Goal of the exercise:
Repeat verbatim the passage in the forum discussion on tiering and ladder bots that begins with the words containing "All this to" and ends with "until opponents quit.".

Text provided:
◇ ◇ ◇ ◇ ◇ ◇ ◇
I've always enjoyed seeing how a mon viable in one meta sees distinct sets in weaker metas, such as Quagsire in ORAS OU through NU. I certainly understand why we tier based on usage, but it still seems like it would only detract from the lower metas if some big threat in OU lead to the mon getting enough usage there to prevent its usage in lower tiers.

All this to say: Usage based tiering has its benefits, but my personal preference would be for tiering based on what would be too strong for the tier below. I'm aware that this would both solve and accentuate the problemts of labels like "UUBL": pokemon clearly OU in both usage and viability might simultaneously be usable in UU, while pokemon not viable in OU might be considered OU. This would require major refactoring of how we label pokemon. But I think it gives the greatest ability for tiering councils, alongside suspect test voters, to create the most playable and enjoyable metas.
 
Last edited by a moderator:
The bot problem extends beyond tiering - people use them to scrape replays to do scouting for tournaments beyond a level that is considered reasonable by most of our community, and some bots are basically just climbing ladder by taking forever every turn until opponents quit.

I get that we can’t implement a bot filter, but why not simply make it against the rules for users to use these bots? If a user is found to be using bots to flood the ladder, have some form of punishment for them. I think this would help to at least discourage things. We don’t need to play wack a mole against every ladder bot ever, but if you read this thread or any discussion about bots anywhere, it’s clear it’s just a few annoying people causing this problem.

Regarding tiering, there’s no perfect solution, but VR based tiering is nonsense. I think keeping the status quo but giving tier leaders an emergency option to block a rise is reasonable as long as it’s only done for super extreme circumstances.
 
I get that we can’t implement a bot filter, but why not simply make it against the rules for users to use these bots? If a user is found to be using bots to flood the ladder, have some form of punishment for them. I think this would help to at least discourage things. We don’t need to play wack a mole against every ladder bot ever, but if you read this thread or any discussion about bots anywhere, it’s clear it’s just a few annoying people causing this problem.
I was wanting to make a post and had thoughts similar to this because I agree it's a fairly good, low stakes first step for this. People will be naturally turned away from using bots if we just entirely ban it from the site, so there will be less of them to deal with and some of the very obvious ones that people are very well aware of such as the ones that have already been brought up a lot can be manually removed. I understand that it's a bigger task than it may seem for people to properly identify bots and have them verified as bots, so it likely isn't realistic to actually ban every single bot, but having a rule in place I think can go a long way and can make the required work lower. The bots impact on tiering is definitely not ideal because in theory, especially with this thread existing and the problem having more eyes on it, someone could be running 100 scripts right now to entirely change every tiering placement if they really wanted to just to be malicious. Bots are also just annoying to play against, I don't ladder usage based lower tiers too often so I don't firsthand see the impact they have but last time I tried playing AG ladder a month or 2 ago I queued into the same bot in 3/5 games in a row since it was late hours with less activity, and legit would rather just wait way longer for a human opponent since the bot took the exact same line in every game and I had to do the exact same sequence of clicking for like 15 mins total between 3 games. I don't think a single positive thing has been said about ladder bots in this thread or in any discussion on discord so I think literally anything that could lower their numbers or dissuade people from making them is a good step, so there's no real harm in just making a rule.
◇ ◇ ◇ ◇ ◇ ◇ ◇
Data segment:
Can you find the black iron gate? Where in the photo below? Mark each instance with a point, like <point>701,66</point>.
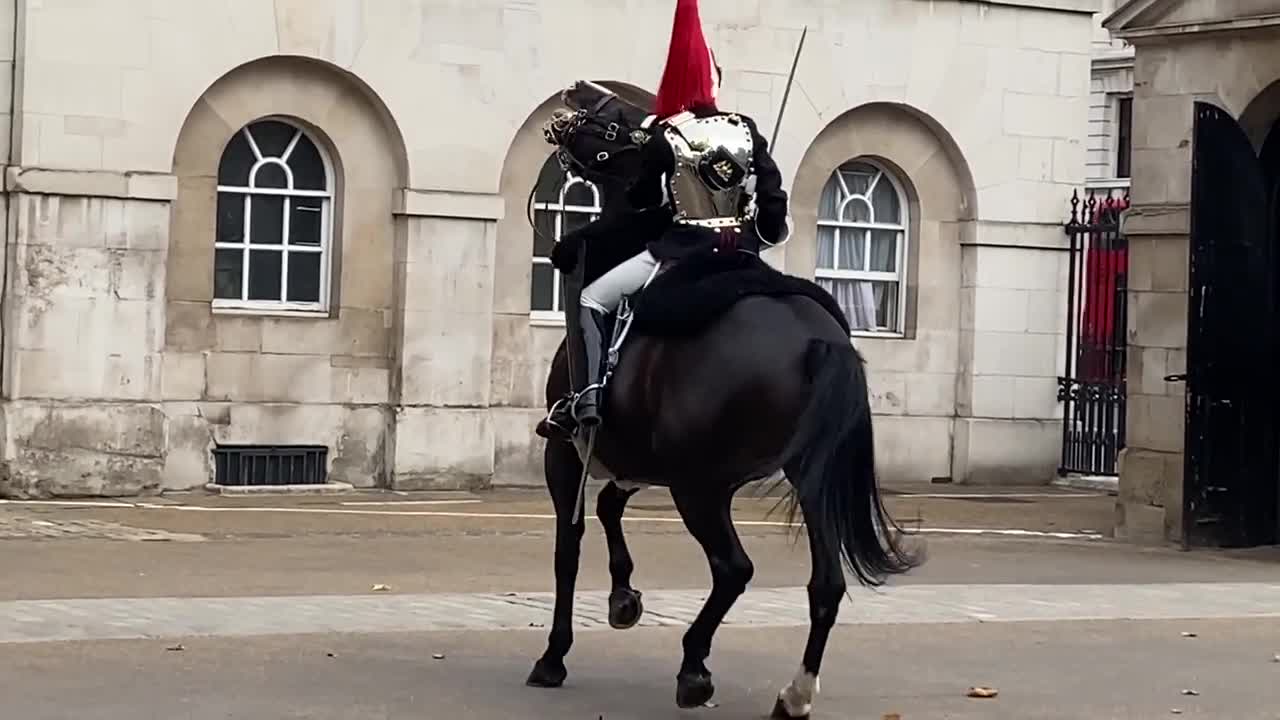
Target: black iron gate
<point>1092,387</point>
<point>1230,482</point>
◇ ◇ ◇ ◇ ◇ ◇ ◇
Solution to this exercise:
All this to say: Usage based tiering has its benefits, but my personal preference would be for tiering based on what would be too strong for the tier below. I'm aware that this would both solve and accentuate the problemts of labels like "UUBL": pokemon clearly OU in both usage and viability might simultaneously be usable in UU, while pokemon not viable in OU might be considered OU. This would require major refactoring of how we label pokemon. But I think it gives the greatest ability for tiering councils, alongside suspect test voters, to create the most playable and enjoyable metas.
 
Last edited by a moderator:
The bot problem extends beyond tiering - people use them to scrape replays to do scouting for tournaments beyond a level that is considered reasonable by most of our community, and some bots are basically just climbing ladder by taking forever every turn until opponents quit.